▶ **The request**
Reproduce every line of the records below verbatim, without any alteration.

▶ **Records for this exercise**

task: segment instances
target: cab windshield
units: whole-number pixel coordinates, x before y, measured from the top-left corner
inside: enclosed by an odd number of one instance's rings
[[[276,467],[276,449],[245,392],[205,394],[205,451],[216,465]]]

▶ **Written response**
task: segment instances
target: cab windshield
units: whole-number pixel coordinates, x before y, measured from the top-left corner
inside: enclosed by an odd number of one instance's rings
[[[276,467],[276,449],[245,392],[205,394],[205,451],[216,465]]]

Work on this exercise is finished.